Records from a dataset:
##############################
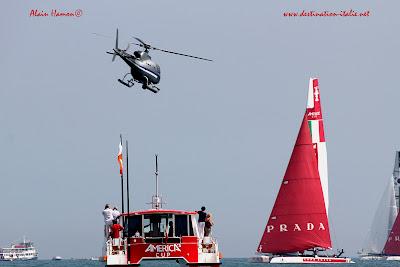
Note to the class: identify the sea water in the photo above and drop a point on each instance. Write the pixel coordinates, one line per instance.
(230, 262)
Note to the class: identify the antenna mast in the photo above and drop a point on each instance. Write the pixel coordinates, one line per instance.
(156, 202)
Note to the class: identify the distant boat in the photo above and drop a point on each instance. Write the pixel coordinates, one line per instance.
(383, 240)
(297, 230)
(19, 251)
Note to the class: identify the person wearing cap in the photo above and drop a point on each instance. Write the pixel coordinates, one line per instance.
(116, 213)
(201, 221)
##############################
SHORT TASK: Reproduce the text of every item above word for word, omitting the pictures.

RIGHT ANSWER:
Note to the class: identify the sea water in the photo above and drop a point on each instance. Write the pixel coordinates, one line per instance.
(230, 262)
Note to the class: identify the antenna mast in the photo above and drop a point on each instance. Write the pixel coordinates, one line per instance.
(156, 202)
Note to the class: identify the distant boat in the photo above and drop a point on each instance. Write the pixel coordinates, one line per instance.
(383, 240)
(297, 230)
(19, 251)
Note to the class: identify the person wearing cap in the photo above and drop a point on each instance. Write the pixel coordinates, one line per instance.
(116, 213)
(201, 221)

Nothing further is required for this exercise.